Rewrite every row below with "single spaces" changed to "one space" and nothing else altered. Leave out the pictures.

# MATERIAL FOR THIS EXERCISE

+ + +

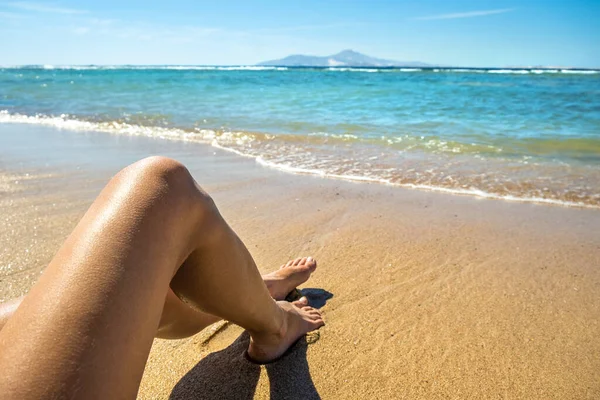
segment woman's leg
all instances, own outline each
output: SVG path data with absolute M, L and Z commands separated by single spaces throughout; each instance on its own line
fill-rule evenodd
M 312 257 L 297 258 L 288 261 L 279 269 L 263 275 L 262 280 L 272 298 L 283 300 L 296 286 L 306 282 L 316 268 L 317 262 Z M 172 290 L 169 290 L 156 337 L 162 339 L 185 338 L 220 320 L 221 318 L 215 315 L 195 310 L 184 304 Z M 0 329 L 2 329 L 1 320 Z
M 306 282 L 317 268 L 312 257 L 297 258 L 283 264 L 279 269 L 263 275 L 269 294 L 275 300 L 283 300 L 296 286 Z M 25 296 L 0 304 L 0 330 L 17 310 Z M 221 318 L 207 314 L 184 304 L 169 290 L 163 306 L 156 337 L 162 339 L 181 339 L 192 336 Z
M 261 361 L 323 324 L 275 302 L 212 199 L 153 157 L 111 180 L 0 331 L 1 397 L 134 398 L 169 284 L 247 329 Z

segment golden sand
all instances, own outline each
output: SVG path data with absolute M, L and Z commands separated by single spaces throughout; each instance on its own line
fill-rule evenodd
M 318 260 L 303 288 L 327 325 L 268 366 L 229 323 L 156 340 L 140 399 L 600 398 L 600 212 L 224 160 L 192 173 L 263 272 Z M 28 290 L 110 175 L 51 172 L 2 173 L 0 299 Z

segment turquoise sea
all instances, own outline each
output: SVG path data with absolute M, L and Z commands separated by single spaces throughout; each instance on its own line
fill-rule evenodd
M 0 67 L 11 123 L 198 141 L 266 166 L 600 207 L 600 71 Z

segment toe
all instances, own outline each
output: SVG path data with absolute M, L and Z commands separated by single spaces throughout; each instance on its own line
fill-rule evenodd
M 308 306 L 308 299 L 305 296 L 302 296 L 298 300 L 294 301 L 292 304 L 296 307 L 305 308 Z

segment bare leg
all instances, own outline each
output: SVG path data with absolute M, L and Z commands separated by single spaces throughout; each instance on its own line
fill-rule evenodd
M 25 296 L 22 296 L 0 304 L 0 330 L 6 325 L 15 311 L 17 311 L 19 304 L 21 304 L 24 298 Z
M 275 302 L 250 254 L 179 163 L 151 158 L 102 191 L 0 331 L 2 398 L 135 398 L 169 292 L 282 354 L 323 325 Z
M 262 279 L 275 300 L 283 300 L 296 286 L 306 282 L 317 263 L 312 257 L 297 258 L 283 264 L 279 269 L 263 275 Z M 0 304 L 0 330 L 17 310 L 25 296 Z M 169 290 L 160 318 L 156 337 L 181 339 L 192 336 L 207 326 L 220 321 L 216 315 L 195 310 L 184 304 Z
M 262 279 L 271 297 L 275 300 L 283 300 L 296 286 L 306 282 L 316 267 L 317 263 L 312 257 L 297 258 L 263 275 Z M 172 290 L 169 290 L 156 337 L 163 339 L 188 337 L 220 320 L 221 318 L 216 315 L 195 310 L 184 304 Z M 0 321 L 0 329 L 1 327 Z

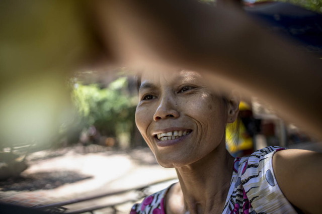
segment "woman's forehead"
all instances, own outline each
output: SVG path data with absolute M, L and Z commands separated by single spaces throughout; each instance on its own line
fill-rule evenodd
M 192 71 L 146 71 L 142 74 L 141 85 L 144 83 L 156 85 L 171 84 L 181 82 L 199 81 L 202 79 L 200 73 Z

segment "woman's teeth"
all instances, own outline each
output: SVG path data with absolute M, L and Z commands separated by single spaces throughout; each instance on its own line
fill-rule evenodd
M 164 132 L 159 133 L 157 135 L 157 139 L 161 141 L 167 141 L 168 140 L 174 140 L 179 138 L 181 136 L 184 136 L 190 133 L 190 130 L 185 131 L 174 131 L 173 132 Z

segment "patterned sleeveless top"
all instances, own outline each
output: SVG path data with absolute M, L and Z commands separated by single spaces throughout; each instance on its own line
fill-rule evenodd
M 270 146 L 249 157 L 235 158 L 222 214 L 297 213 L 278 186 L 273 170 L 273 156 L 283 149 Z M 134 204 L 130 213 L 165 214 L 164 198 L 171 186 Z

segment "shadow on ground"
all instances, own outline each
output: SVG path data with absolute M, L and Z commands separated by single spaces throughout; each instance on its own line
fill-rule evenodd
M 72 171 L 38 172 L 0 181 L 0 191 L 34 191 L 54 189 L 66 183 L 74 183 L 92 177 Z

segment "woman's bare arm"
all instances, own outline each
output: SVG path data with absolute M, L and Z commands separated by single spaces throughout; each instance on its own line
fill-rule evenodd
M 277 183 L 288 200 L 305 213 L 321 213 L 322 154 L 289 149 L 273 157 Z
M 208 71 L 214 82 L 246 89 L 322 138 L 322 61 L 265 31 L 240 8 L 193 0 L 97 3 L 102 36 L 119 62 Z

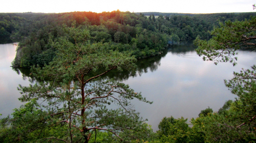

+ + +

# OUTPUT FOR THIS TASK
segment woman's leg
all instances, own outline each
output: SVG path data with absolute M, L and Z commands separated by one space throughout; each instance on its own line
fill-rule evenodd
M 312 257 L 297 258 L 288 261 L 279 269 L 263 275 L 262 280 L 272 298 L 283 300 L 296 286 L 306 282 L 316 268 L 317 262 Z M 172 290 L 169 290 L 156 337 L 162 339 L 185 338 L 220 320 L 221 318 L 215 315 L 195 310 L 184 304 Z M 0 329 L 2 329 L 1 320 Z
M 306 282 L 317 268 L 312 257 L 297 258 L 283 264 L 279 269 L 263 275 L 269 294 L 275 300 L 283 300 L 296 286 Z M 25 296 L 0 304 L 0 330 L 17 310 Z M 221 318 L 207 314 L 184 304 L 169 290 L 163 306 L 156 337 L 162 339 L 181 339 L 192 336 Z
M 261 361 L 323 324 L 275 302 L 212 199 L 153 157 L 111 180 L 0 331 L 1 397 L 134 398 L 169 284 L 247 329 Z

segment golden sand
all instances, own outline each
output: SVG path data with absolute M, L and Z commands separated by one space throughout; each instance on its own line
fill-rule evenodd
M 318 260 L 303 288 L 327 325 L 268 366 L 229 323 L 156 340 L 140 399 L 600 398 L 600 212 L 224 160 L 192 173 L 263 272 Z M 28 290 L 110 175 L 51 172 L 2 173 L 0 299 Z

segment turquoise sea
all instances, own outline each
output: SVG path data with absolute M, L and Z commands separated by one space throughout; each instance on its own line
fill-rule evenodd
M 0 67 L 11 123 L 198 141 L 266 166 L 600 207 L 600 71 Z

segment toe
all instances, own outline each
output: SVG path data with absolute M, L and Z commands separated by one space throughout; each instance on its own line
fill-rule evenodd
M 308 306 L 308 299 L 305 296 L 302 296 L 298 300 L 294 301 L 292 304 L 296 307 L 305 308 Z

segment bare leg
all instances, own outline each
output: SVG path data with absolute M, L and Z commands separated by one space throughout; each instance on its own line
fill-rule evenodd
M 25 296 L 22 296 L 0 304 L 0 330 L 6 325 L 15 311 L 17 311 L 19 304 L 21 304 L 24 298 Z
M 275 302 L 250 254 L 179 163 L 151 158 L 102 191 L 0 331 L 2 398 L 135 398 L 169 292 L 282 354 L 323 325 Z
M 262 279 L 275 300 L 283 300 L 296 286 L 306 282 L 317 263 L 312 257 L 297 258 L 283 264 L 279 269 L 263 275 Z M 0 304 L 0 330 L 17 310 L 25 296 Z M 169 290 L 160 318 L 156 337 L 181 339 L 192 336 L 207 326 L 220 321 L 216 315 L 195 310 L 184 304 Z
M 262 279 L 271 297 L 275 300 L 283 300 L 296 286 L 306 282 L 316 267 L 317 263 L 312 257 L 297 258 L 263 275 Z M 172 290 L 169 290 L 156 337 L 163 339 L 188 337 L 220 320 L 221 318 L 216 315 L 195 310 L 184 304 Z M 0 321 L 0 329 L 1 327 Z

segment "woman's forehead"
all instances, own outline each
output: SVG path data with absolute M, L and Z commands separated by one space throughout; each instance on its own line
fill-rule evenodd
M 192 71 L 146 71 L 142 74 L 141 85 L 144 83 L 156 85 L 171 84 L 181 82 L 199 81 L 202 79 L 200 73 Z

segment "woman's teeth"
all instances, own outline each
output: SVG path data with absolute M, L and Z commands separated by one space throughout; each instance on its own line
fill-rule evenodd
M 164 132 L 159 133 L 157 135 L 157 139 L 161 141 L 167 141 L 168 140 L 174 140 L 179 138 L 181 136 L 184 136 L 190 133 L 190 130 L 185 131 L 174 131 L 173 132 Z

segment "patterned sleeveless top"
all instances, own outline each
output: SVG path data with absolute M, L and Z commands separated by one space throughout; each instance on its own line
fill-rule evenodd
M 270 146 L 249 157 L 235 158 L 222 214 L 297 213 L 278 186 L 273 170 L 273 156 L 283 149 Z M 134 204 L 130 213 L 165 214 L 164 198 L 171 186 Z

segment "shadow on ground"
all instances, own outline each
output: SVG path data with absolute M, L and Z commands separated by one space throughout; each instance on its own line
fill-rule evenodd
M 72 171 L 38 172 L 0 181 L 0 191 L 34 191 L 54 189 L 66 183 L 74 183 L 92 177 Z

segment "woman's bare arm"
all instances, own outline each
output: SVG path data with absolute M, L and Z commands separated by one space throughout; each instance on its own line
fill-rule evenodd
M 277 183 L 288 200 L 305 213 L 321 213 L 322 154 L 289 149 L 273 157 Z
M 208 71 L 214 82 L 246 89 L 322 138 L 322 61 L 265 31 L 240 8 L 193 0 L 97 3 L 102 36 L 119 62 Z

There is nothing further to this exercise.